◆ **Task brief**
Rewrite the entries from the line containing "locate: white bowl" through the end of the entries, inclusive, keeping the requests unchanged. In the answers only, multiply every coordinate by 0.7 and round to the nearest whole number, rounding halves up.

◆ **Object location annotation records**
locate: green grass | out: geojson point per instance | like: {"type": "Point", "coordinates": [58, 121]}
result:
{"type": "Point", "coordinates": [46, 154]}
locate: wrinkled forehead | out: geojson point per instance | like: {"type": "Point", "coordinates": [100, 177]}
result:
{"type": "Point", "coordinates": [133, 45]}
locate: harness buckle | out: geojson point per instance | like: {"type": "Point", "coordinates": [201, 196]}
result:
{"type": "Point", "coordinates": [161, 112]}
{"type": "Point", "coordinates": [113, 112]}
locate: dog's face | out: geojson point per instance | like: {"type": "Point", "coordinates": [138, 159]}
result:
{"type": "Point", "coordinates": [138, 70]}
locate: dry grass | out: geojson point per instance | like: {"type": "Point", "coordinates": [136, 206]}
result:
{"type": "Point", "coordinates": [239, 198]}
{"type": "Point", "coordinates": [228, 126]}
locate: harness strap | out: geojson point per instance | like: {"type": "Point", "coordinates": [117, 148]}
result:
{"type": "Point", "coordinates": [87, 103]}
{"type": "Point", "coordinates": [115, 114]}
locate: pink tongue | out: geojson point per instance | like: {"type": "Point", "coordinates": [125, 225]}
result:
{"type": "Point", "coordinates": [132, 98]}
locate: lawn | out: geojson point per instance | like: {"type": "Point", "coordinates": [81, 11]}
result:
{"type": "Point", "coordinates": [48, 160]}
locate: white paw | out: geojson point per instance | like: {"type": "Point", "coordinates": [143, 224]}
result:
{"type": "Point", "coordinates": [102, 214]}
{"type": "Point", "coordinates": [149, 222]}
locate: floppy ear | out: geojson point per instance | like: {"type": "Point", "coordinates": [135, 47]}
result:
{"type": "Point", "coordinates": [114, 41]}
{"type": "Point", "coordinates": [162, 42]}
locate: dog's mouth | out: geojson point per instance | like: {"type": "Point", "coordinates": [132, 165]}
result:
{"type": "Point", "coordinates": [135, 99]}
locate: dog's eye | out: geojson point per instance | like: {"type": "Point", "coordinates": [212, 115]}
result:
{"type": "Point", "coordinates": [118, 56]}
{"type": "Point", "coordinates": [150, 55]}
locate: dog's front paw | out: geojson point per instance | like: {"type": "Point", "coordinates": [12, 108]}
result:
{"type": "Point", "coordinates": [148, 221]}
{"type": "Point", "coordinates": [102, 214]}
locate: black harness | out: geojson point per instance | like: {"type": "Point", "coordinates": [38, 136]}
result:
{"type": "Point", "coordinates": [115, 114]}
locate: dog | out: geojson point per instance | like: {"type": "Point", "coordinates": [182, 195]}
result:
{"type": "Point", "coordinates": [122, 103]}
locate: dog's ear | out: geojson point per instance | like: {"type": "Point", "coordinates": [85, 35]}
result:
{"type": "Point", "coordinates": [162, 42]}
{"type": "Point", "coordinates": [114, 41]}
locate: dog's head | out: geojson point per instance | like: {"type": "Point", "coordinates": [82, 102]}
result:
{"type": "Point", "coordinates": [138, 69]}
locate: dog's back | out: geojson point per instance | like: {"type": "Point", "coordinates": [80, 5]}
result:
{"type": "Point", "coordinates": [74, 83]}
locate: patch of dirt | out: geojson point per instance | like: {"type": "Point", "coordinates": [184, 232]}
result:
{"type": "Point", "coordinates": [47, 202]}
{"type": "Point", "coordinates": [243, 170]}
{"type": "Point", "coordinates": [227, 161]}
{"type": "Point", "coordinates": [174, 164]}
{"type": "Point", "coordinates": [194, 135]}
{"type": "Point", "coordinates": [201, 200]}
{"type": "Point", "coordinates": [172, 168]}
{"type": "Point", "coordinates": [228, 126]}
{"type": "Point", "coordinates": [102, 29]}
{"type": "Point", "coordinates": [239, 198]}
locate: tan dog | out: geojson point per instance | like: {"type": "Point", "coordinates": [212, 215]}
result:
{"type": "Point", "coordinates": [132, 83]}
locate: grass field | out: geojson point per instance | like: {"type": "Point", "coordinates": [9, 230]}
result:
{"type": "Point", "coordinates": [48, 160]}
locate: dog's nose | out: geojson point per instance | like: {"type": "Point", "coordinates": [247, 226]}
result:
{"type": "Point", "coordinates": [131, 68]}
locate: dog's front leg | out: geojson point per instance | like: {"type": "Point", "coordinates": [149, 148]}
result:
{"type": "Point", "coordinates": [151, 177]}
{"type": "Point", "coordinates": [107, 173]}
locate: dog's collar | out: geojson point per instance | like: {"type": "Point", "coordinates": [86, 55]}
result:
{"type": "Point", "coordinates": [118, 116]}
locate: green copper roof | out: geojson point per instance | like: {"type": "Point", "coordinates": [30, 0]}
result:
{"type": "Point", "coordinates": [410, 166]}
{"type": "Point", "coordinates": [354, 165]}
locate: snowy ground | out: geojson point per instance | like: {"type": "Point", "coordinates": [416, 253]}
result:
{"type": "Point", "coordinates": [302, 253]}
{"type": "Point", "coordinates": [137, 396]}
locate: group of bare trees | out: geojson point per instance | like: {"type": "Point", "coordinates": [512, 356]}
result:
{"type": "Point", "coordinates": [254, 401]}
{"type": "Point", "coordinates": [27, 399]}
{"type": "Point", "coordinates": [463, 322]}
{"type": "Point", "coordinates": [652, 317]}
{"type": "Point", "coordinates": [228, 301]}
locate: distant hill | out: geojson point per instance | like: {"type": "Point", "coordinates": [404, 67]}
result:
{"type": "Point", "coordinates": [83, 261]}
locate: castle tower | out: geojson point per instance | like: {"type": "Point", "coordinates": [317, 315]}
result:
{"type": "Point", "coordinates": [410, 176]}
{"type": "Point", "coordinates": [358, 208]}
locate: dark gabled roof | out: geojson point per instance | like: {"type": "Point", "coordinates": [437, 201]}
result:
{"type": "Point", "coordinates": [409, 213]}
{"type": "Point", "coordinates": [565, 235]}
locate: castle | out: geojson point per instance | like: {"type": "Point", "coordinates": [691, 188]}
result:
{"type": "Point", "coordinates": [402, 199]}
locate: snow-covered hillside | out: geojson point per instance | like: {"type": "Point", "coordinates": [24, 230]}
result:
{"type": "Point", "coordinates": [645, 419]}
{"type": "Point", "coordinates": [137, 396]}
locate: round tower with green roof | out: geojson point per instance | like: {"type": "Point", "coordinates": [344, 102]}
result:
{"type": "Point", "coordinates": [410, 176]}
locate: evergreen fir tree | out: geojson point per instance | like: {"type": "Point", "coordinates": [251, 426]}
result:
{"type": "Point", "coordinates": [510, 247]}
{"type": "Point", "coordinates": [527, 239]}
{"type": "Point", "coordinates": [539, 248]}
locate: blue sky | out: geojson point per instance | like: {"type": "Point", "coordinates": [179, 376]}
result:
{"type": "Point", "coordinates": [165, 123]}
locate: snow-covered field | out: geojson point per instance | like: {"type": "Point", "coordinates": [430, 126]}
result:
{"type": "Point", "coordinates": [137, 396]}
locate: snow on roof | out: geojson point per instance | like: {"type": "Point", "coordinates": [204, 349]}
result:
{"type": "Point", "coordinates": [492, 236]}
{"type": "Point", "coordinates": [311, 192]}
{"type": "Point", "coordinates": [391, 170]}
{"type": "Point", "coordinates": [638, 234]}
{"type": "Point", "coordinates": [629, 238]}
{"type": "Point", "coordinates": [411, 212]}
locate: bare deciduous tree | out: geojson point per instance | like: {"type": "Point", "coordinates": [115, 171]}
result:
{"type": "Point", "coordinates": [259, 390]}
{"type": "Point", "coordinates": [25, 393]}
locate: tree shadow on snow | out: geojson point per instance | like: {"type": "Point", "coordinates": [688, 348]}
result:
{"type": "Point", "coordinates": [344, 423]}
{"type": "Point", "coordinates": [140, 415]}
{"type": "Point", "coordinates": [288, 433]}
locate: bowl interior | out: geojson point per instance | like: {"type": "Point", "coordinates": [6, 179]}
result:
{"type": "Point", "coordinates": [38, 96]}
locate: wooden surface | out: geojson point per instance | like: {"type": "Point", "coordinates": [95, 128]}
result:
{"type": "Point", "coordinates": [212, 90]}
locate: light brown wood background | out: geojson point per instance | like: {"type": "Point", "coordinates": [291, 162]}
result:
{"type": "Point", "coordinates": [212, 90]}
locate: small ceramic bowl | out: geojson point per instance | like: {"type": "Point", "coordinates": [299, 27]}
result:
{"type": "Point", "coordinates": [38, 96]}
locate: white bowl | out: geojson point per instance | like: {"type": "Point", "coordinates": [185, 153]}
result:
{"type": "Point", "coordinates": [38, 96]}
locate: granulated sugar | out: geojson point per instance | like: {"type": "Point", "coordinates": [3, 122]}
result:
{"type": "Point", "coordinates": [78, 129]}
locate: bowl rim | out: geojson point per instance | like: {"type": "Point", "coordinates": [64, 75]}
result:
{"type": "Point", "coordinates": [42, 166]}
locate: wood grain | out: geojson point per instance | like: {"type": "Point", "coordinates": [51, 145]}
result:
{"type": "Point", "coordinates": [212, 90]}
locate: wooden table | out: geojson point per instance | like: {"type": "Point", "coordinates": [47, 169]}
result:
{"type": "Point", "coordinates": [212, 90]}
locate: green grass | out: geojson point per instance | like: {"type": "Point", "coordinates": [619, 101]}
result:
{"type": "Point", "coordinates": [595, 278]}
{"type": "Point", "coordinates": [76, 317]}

◆ **The output**
locate: white bowl | out: geojson point per instance | like: {"type": "Point", "coordinates": [185, 153]}
result:
{"type": "Point", "coordinates": [27, 67]}
locate: granulated sugar | out: geojson point per instance | like: {"type": "Point", "coordinates": [3, 122]}
result:
{"type": "Point", "coordinates": [55, 90]}
locate: bowl rim | out: geojson point per instance | like: {"type": "Point", "coordinates": [64, 75]}
result:
{"type": "Point", "coordinates": [29, 116]}
locate: wood grain | out: geojson point per instance | like: {"type": "Point", "coordinates": [51, 145]}
result:
{"type": "Point", "coordinates": [148, 63]}
locate: wooden table | out: geojson point per instance | like: {"type": "Point", "coordinates": [47, 169]}
result:
{"type": "Point", "coordinates": [148, 63]}
locate: green grass | out: geojson point per instance | like: {"type": "Point", "coordinates": [619, 101]}
result:
{"type": "Point", "coordinates": [417, 195]}
{"type": "Point", "coordinates": [53, 222]}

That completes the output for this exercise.